Tribulations of Treatments.

May 8, 2018

images Loving Couple

You know winter is near when the wood-smoke greets early morning’s walking our dog, Milo. This is now done each morning before the trip to Campbelltown hospital for radiation. It falls on me while Helvi gets ready. It includes her dressing and make-up. A woman takes much  more time with those rituals. She needs patient husband. After coming home from radiation in late afternoon, we both take Milo for another walk. Milo is very fit and so are we.

Yesterday’s treatment involved as usual the same batch of patients. We sit together in the waiting rooms. A kind of conviviality has developed. We are all in the same boat. Life is precarious enough without cancer. We become even more tenacious by hanging together sharing our plights. The man with the prostate cancer confessed he had become impotent. ‘This treatment did it’, he told the room. The wife looked annoyed. ‘Is that all you ever think of’, she said?  He looked to be in his late seventies. ‘No, it is not all, but I always enjoyed it’. ‘It’s a major part of me;’ the husband said proudly.

‘There is more to life than just that’, his wife replied. ‘Just think of the nice holiday we will have when going up north to the sandy beaches of Queensland’s Sunshine Coast. ‘I am not talking about a holiday’, he said. ‘I can’t crack it anymore’, he added. This time he was miffed. Perhaps the wife did not give enough credit or importance to his masculine side. I too thought the wife might have handled it a bit more diplomatically.

The husband looked around the room hoping for support. I could only mumble;  ‘they are different types of enjoyment.’ ‘A holiday and sex are different things’, I added optimistically.  Another supporting male lifted the spirit of the husband. He seemed pleased and continued, warming up to the subject. ‘For my whole life I woke up each time with a ‘morning’s glory’, he enthused, followed by a more sombre;  ‘not anymore now though.’ For the uninitiated, the morning glory refers to erection. It reminded me of another expression. A rather coarse one; ‘cracking a fat.’ This was a popular expression between trade plumbers or sewerage specialists. In the US they refer those sort of remarks to; ‘locker room talk’.

—————

● **Task objective**: List every place name mentioned in the piece on radiation treatments. The items have no role in this.

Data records

—————

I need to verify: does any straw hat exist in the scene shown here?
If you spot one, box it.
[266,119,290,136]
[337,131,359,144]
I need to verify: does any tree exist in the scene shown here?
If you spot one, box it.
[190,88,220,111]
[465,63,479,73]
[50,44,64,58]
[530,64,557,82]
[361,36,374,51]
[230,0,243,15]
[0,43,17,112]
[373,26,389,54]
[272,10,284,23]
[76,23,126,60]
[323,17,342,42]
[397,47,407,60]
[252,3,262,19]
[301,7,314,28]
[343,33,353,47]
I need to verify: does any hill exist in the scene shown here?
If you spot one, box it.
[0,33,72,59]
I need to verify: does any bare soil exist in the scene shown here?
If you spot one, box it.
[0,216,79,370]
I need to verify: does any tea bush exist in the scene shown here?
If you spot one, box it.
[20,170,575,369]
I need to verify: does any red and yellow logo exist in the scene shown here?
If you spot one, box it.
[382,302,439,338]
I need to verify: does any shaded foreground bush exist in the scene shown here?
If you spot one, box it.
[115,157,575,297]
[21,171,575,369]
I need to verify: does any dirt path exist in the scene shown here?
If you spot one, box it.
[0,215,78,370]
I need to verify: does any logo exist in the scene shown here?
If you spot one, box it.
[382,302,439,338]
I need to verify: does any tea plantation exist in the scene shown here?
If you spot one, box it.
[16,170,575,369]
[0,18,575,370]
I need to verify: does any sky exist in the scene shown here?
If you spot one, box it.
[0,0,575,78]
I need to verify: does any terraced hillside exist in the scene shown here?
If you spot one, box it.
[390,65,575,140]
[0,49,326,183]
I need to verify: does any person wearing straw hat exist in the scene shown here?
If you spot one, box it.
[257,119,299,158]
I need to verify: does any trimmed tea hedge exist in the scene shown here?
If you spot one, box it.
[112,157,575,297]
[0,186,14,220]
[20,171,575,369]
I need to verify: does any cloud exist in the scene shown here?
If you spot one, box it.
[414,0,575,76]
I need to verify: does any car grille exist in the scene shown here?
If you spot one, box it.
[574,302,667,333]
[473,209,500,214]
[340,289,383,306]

—————

● **Task response**: Campbelltown, Queensland, Sunshine Coast, the US